### [DOCUMENT EXTRACT]
Segment Open

The FCC and the Food and Drug Administration plan a March 31 workshop on wireless medical test beds, said a Friday commission notice. A test bed allows testing of devices across a range of interference scenarios, the FCC said. “As the rapid pace of innovation blurs traditional boundaries between consumer health technology, medical devices, and communications, the agencies seek to better understand how wireless test beds can be used and configured to meet the challenges and to take advantage of the opportunities this convergence presents.” The workshop starts at 9 a.m. at FCC headquarters.
The FCC should begin reporting Measuring Broadband America performance results for AT&T’s IP-based U-verse broadband subscribers separately from those of the company’s legacy ATMbroadband subscribers, the telco told officials from the agency and SamKnows, said an ex parte letter posted Friday in docket 12-264. AT&T has invested “significantly” in migrating ATM-based Internet customers to “more robust” IP-based U-verse technology, the company said. SamKnows is the FCC contractor on the project to measure wireline and wireless broadband speeds.
Accessibility rules for user interfaces on digital devices used to view video programming that required additional approval from the Office of Management and Budget took effect Jan 26, the FCC Media Bureau said in a public notice Thursday. The rules involved have to do with information collection connected with the rules, the PN said. The remaining rules in the user interfaces order took effect Jan. 21.
The FCC extended the deadlines for paper and electronic files that were due Feb. 17 to Feb. 18, due to the commission's closing Feb. 17 for inclement weather, it said in a public notice Thursday. Feb. 17 doesn't count for computing filing periods of fewer than seven days because the commission counted that day as a holiday, it said.
The Media Bureau released a redacted transcript of a Jan. 30 workshop of economists held at the FCC to discuss Comcast's planned buy of Time Warner Cable. The portions redacted from the transcript include any references to highly confidential information and confidential information, said an ex parte filing from Bureau Chief Bill Lake. Those with access to confidential information in the proceeding can obtain access through the Office of General Counsel, the letter said. The workshop participants included FCC transaction review team economist Shane Greenstein and discussion topics included program access, interconnection and online video, the transcript said.

Segment Closed

### [GIVEN ENTRIES]

Segment Open

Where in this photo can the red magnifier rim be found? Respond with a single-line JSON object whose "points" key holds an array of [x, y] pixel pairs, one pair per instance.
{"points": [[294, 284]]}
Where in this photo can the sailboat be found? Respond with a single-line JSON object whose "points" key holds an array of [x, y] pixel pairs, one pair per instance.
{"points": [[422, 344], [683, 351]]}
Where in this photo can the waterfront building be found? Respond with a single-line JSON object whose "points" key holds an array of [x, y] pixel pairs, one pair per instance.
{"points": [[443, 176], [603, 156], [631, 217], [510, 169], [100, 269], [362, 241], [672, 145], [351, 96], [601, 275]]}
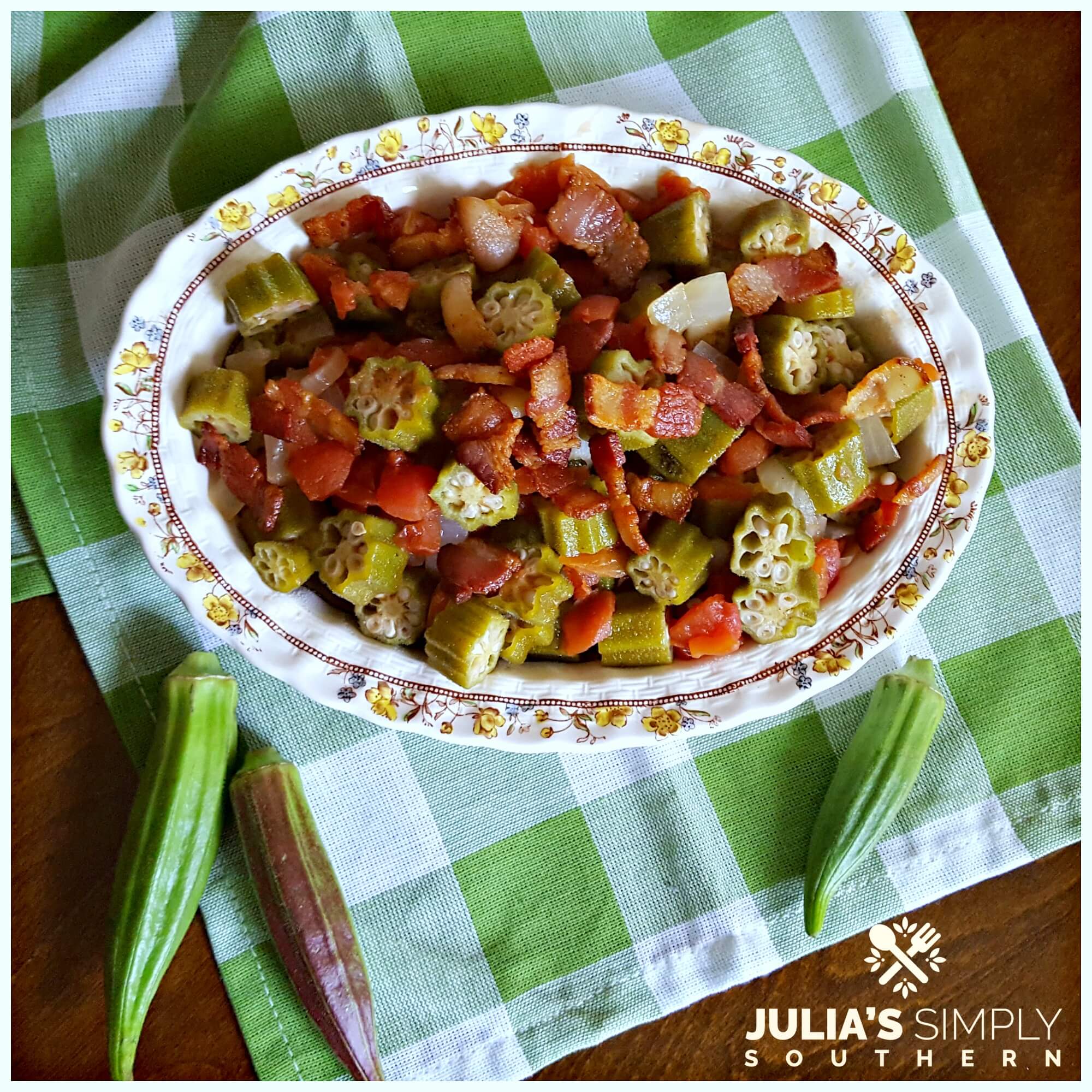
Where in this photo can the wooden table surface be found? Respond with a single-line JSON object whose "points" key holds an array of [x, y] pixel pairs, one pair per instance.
{"points": [[1011, 86]]}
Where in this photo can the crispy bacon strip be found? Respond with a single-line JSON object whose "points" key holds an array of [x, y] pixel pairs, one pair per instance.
{"points": [[476, 567], [735, 405], [679, 413], [672, 500], [243, 474], [621, 408], [610, 461], [362, 215]]}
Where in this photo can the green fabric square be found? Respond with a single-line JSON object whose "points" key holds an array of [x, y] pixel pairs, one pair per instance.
{"points": [[35, 213], [480, 41], [767, 790], [240, 128], [65, 484], [524, 894], [682, 32], [776, 73], [1022, 699], [647, 833], [832, 156], [910, 186], [1022, 423]]}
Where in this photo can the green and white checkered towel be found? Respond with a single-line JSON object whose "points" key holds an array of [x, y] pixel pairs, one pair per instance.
{"points": [[516, 908]]}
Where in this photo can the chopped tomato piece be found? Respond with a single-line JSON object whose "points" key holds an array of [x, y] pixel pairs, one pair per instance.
{"points": [[710, 628], [403, 491], [322, 469], [587, 623]]}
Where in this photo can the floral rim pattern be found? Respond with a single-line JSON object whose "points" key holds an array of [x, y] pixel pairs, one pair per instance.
{"points": [[132, 428]]}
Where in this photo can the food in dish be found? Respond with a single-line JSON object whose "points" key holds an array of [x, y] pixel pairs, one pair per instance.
{"points": [[566, 421]]}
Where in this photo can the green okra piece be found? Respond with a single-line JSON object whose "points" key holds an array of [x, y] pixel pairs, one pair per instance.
{"points": [[568, 536], [517, 312], [284, 566], [911, 412], [774, 228], [775, 613], [770, 544], [552, 279], [268, 292], [638, 634], [687, 459], [220, 398], [835, 472], [680, 234], [873, 780], [394, 402], [676, 564], [464, 498], [789, 357], [466, 640], [399, 618]]}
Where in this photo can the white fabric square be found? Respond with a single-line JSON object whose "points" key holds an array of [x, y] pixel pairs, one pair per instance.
{"points": [[1036, 505], [952, 853], [707, 955], [138, 73], [372, 788]]}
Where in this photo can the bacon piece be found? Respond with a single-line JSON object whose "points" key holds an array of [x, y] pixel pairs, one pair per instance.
{"points": [[621, 408], [243, 474], [480, 416], [476, 567], [551, 388], [735, 405], [755, 287], [668, 349], [610, 462], [672, 500], [327, 423], [679, 413], [523, 355], [362, 215], [491, 457], [391, 289]]}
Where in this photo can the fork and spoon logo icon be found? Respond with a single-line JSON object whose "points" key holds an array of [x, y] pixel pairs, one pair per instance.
{"points": [[923, 943]]}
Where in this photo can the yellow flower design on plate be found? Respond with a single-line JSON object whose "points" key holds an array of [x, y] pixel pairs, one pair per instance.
{"points": [[613, 716], [664, 722], [389, 145], [908, 597], [710, 153], [132, 461], [138, 358], [956, 486], [903, 257], [491, 129], [488, 722], [974, 448], [382, 699], [829, 664], [671, 135], [288, 197], [196, 569], [235, 216], [221, 610]]}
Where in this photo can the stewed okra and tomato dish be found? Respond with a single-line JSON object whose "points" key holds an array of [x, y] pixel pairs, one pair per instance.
{"points": [[564, 422]]}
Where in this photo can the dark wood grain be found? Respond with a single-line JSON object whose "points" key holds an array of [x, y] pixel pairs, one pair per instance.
{"points": [[1011, 86]]}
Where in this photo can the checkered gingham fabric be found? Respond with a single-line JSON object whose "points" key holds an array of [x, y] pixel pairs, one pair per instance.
{"points": [[515, 908]]}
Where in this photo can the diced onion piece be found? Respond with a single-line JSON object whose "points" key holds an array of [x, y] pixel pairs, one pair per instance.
{"points": [[710, 305], [775, 477], [672, 310], [277, 460], [880, 450]]}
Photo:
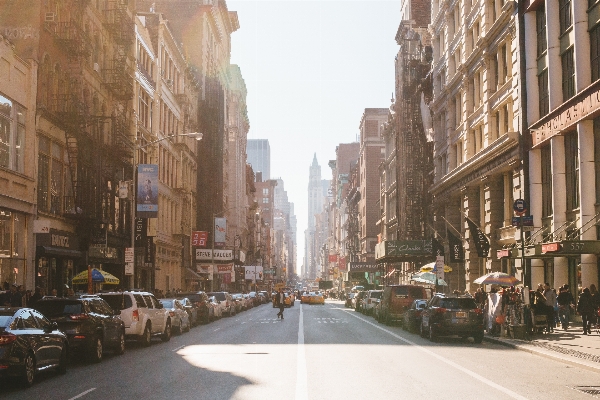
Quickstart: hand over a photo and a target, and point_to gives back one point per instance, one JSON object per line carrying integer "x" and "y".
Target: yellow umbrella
{"x": 429, "y": 267}
{"x": 98, "y": 276}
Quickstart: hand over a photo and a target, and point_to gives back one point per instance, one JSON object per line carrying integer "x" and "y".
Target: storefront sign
{"x": 147, "y": 191}
{"x": 219, "y": 255}
{"x": 587, "y": 103}
{"x": 550, "y": 247}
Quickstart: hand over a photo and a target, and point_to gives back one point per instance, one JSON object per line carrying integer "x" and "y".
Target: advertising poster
{"x": 147, "y": 191}
{"x": 220, "y": 231}
{"x": 253, "y": 273}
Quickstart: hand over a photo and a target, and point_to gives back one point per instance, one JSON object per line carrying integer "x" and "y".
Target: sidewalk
{"x": 570, "y": 346}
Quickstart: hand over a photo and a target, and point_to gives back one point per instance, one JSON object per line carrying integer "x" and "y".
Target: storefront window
{"x": 12, "y": 247}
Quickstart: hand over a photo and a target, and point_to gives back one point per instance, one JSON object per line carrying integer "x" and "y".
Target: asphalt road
{"x": 316, "y": 352}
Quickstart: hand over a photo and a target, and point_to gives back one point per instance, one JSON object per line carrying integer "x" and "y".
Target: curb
{"x": 545, "y": 353}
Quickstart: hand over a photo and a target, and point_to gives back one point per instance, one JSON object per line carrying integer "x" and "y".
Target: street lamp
{"x": 136, "y": 148}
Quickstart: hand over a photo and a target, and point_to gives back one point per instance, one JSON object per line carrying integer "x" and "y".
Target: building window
{"x": 12, "y": 135}
{"x": 546, "y": 161}
{"x": 597, "y": 156}
{"x": 544, "y": 95}
{"x": 572, "y": 170}
{"x": 540, "y": 27}
{"x": 568, "y": 74}
{"x": 52, "y": 176}
{"x": 565, "y": 16}
{"x": 595, "y": 52}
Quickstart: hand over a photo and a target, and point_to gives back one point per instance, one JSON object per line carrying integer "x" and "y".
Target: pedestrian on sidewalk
{"x": 565, "y": 302}
{"x": 585, "y": 308}
{"x": 280, "y": 302}
{"x": 550, "y": 302}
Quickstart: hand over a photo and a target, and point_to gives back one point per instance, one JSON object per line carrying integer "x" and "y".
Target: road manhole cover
{"x": 591, "y": 390}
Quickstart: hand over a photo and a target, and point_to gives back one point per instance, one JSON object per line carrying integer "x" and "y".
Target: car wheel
{"x": 64, "y": 359}
{"x": 96, "y": 350}
{"x": 120, "y": 349}
{"x": 29, "y": 370}
{"x": 166, "y": 336}
{"x": 146, "y": 337}
{"x": 432, "y": 335}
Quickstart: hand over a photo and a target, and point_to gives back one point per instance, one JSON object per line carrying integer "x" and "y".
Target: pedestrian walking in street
{"x": 585, "y": 308}
{"x": 280, "y": 302}
{"x": 550, "y": 302}
{"x": 565, "y": 303}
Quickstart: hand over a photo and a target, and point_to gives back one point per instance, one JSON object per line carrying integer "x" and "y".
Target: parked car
{"x": 240, "y": 303}
{"x": 225, "y": 302}
{"x": 215, "y": 306}
{"x": 191, "y": 310}
{"x": 358, "y": 300}
{"x": 412, "y": 316}
{"x": 452, "y": 316}
{"x": 29, "y": 343}
{"x": 200, "y": 301}
{"x": 89, "y": 322}
{"x": 248, "y": 300}
{"x": 370, "y": 301}
{"x": 396, "y": 299}
{"x": 349, "y": 298}
{"x": 142, "y": 313}
{"x": 180, "y": 320}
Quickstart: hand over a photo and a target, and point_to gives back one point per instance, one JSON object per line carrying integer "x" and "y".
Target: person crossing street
{"x": 280, "y": 302}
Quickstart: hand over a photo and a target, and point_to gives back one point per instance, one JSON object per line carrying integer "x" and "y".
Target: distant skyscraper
{"x": 259, "y": 156}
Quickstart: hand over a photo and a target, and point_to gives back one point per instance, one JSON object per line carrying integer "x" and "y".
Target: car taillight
{"x": 78, "y": 317}
{"x": 7, "y": 338}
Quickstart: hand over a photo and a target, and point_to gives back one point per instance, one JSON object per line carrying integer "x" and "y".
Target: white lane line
{"x": 82, "y": 394}
{"x": 301, "y": 375}
{"x": 480, "y": 378}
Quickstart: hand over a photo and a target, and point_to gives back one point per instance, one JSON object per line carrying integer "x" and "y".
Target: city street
{"x": 316, "y": 352}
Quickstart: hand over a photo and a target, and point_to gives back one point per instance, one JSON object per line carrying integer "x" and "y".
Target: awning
{"x": 58, "y": 251}
{"x": 191, "y": 274}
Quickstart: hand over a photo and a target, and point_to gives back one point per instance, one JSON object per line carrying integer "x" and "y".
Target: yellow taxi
{"x": 312, "y": 298}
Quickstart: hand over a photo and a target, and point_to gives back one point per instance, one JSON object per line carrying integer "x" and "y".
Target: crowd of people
{"x": 556, "y": 307}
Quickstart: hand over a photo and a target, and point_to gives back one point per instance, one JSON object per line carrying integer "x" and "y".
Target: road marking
{"x": 82, "y": 394}
{"x": 301, "y": 375}
{"x": 467, "y": 371}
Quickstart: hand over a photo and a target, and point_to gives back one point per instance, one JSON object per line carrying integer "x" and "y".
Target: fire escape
{"x": 414, "y": 153}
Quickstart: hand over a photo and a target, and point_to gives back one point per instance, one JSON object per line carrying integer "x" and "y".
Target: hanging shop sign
{"x": 219, "y": 255}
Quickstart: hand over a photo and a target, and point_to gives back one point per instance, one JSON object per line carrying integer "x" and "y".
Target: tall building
{"x": 477, "y": 112}
{"x": 563, "y": 87}
{"x": 370, "y": 157}
{"x": 259, "y": 156}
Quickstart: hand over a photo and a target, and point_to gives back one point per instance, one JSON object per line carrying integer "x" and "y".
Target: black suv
{"x": 452, "y": 316}
{"x": 89, "y": 323}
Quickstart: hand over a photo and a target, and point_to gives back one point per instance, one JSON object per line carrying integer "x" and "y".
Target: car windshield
{"x": 465, "y": 303}
{"x": 117, "y": 301}
{"x": 55, "y": 308}
{"x": 5, "y": 320}
{"x": 167, "y": 303}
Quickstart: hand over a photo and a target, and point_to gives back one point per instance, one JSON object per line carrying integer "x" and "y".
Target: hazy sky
{"x": 311, "y": 67}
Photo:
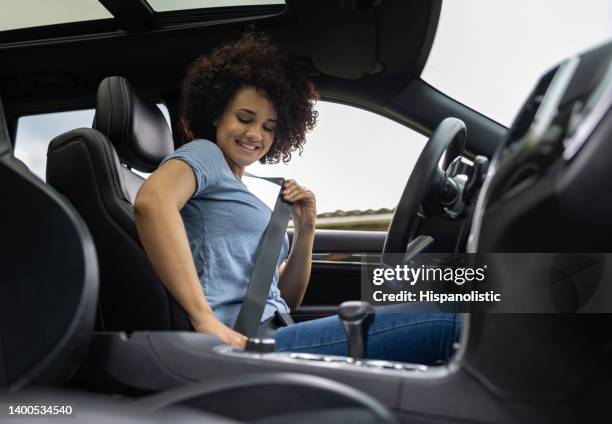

Segment Closed

### [ACTION ITEM]
Extract from the FCC news briefs the passage starting with "The FCC should" and going on through "wireless broadband speeds.", copying it word for word. The rows play no part in this work.

### [WRITTEN RESPONSE]
The FCC should begin reporting Measuring Broadband America performance results for AT&T’s IP-based U-verse broadband subscribers separately from those of the company’s legacy ATMbroadband subscribers, the telco told officials from the agency and SamKnows, said an ex parte letter posted Friday in docket 12-264. AT&T has invested “significantly” in migrating ATM-based Internet customers to “more robust” IP-based U-verse technology, the company said. SamKnows is the FCC contractor on the project to measure wireline and wireless broadband speeds.